WORK TO BE COMPLETED –
Rewrite the lines below as a JSON list of strings, one string per line and blank lines omitted.

DATASET RECORDS –
------------------------
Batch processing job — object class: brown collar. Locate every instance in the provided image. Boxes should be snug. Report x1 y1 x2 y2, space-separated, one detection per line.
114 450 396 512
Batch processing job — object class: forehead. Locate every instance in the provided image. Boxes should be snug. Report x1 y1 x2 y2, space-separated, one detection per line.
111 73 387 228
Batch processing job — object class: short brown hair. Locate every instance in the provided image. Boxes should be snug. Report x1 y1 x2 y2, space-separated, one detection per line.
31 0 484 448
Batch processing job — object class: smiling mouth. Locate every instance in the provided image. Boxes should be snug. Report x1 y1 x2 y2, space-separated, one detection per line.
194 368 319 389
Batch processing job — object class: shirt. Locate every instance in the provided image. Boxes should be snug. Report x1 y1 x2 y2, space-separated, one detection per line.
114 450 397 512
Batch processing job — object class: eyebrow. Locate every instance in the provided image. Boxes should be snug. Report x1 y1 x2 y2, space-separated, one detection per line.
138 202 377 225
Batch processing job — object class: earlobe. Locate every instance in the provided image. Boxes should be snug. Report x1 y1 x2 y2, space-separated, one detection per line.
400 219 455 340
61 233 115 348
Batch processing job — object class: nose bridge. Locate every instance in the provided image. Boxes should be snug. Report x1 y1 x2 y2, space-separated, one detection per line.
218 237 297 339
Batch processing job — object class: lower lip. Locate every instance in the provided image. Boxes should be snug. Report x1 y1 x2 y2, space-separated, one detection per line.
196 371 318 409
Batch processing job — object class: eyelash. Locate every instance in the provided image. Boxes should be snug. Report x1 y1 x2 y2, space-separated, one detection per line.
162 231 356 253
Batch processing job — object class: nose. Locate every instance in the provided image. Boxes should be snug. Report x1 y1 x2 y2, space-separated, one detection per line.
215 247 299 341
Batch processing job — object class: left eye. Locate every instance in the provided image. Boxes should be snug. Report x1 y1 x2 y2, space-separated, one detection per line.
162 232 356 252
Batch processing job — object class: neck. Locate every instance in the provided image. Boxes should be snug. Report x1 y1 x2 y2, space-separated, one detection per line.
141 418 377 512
------------------------
ANSWER BELOW –
[
  "Batch processing job — object class: brown collar. Locate every instance in the provided image. Boxes should be snug. Report x1 y1 x2 y2, space-separated, one detection per line.",
  "114 450 396 512",
  "Batch processing job — object class: forehead. Locate every instance in the provided image. Boxes should be snug. Report x1 y1 x2 y2, space-separated, one detection per line.",
  "111 73 387 228",
  "Batch processing job — object class: short brown hair. Locate every instance in the provided image. Boxes should be snug. Report x1 y1 x2 y2, space-separated, one detection per line.",
  "31 0 484 448",
  "Batch processing job — object class: smiling mouth. Locate every instance in the provided image. Boxes should be snug. Report x1 y1 x2 y2, space-separated, one detection per line.",
  "194 368 319 389",
  "Batch processing job — object class: shirt. Locate every instance in the provided image. Boxes should be snug. Report x1 y1 x2 y2, space-separated, one detection per line.",
  "114 450 397 512",
  "Batch processing job — object class: eyebrow. Locate every instance in the provided image. Boxes should be snug. Report x1 y1 x2 y2, space-separated, one detection per line.",
  "138 202 377 225",
  "Batch processing job — object class: earlobe. Locate every instance in the provided image. Boxes should be snug. Report x1 y1 x2 y2, space-separated, one detection per line.",
  "400 219 455 340",
  "61 233 115 348",
  "Batch processing job — object class: nose bridge. Locate every instance in the provided image. Boxes should be snug. Report x1 y1 x2 y2, space-separated, one detection per line.",
  "218 237 297 339",
  "Batch processing job — object class: lower lip. Locate every instance in the provided image. Boxes should be snug. Report x1 y1 x2 y2, space-separated, one detection per line.",
  "196 371 318 409",
  "Batch processing job — object class: eyelash. Locate every instance in the provided image. Boxes should be snug. Report x1 y1 x2 y2, space-separated, one detection per line.",
  "162 231 356 253",
  "Batch processing job — object class: nose. Locate every instance in the provided image. Boxes should be snug. Report x1 y1 x2 y2, space-separated, one detection per line.",
  "215 247 299 341",
  "Batch processing job — object class: left eye. Locate every instance in the provided image. Boxes should be snug. Report x1 y1 x2 y2, space-separated, one detection per line.",
  "162 232 356 252",
  "Batch processing job — object class: neck. Locate every instance in the provided image. Boxes should be snug. Report x1 y1 x2 y2, space-separated, one detection per line.",
  "141 418 377 512"
]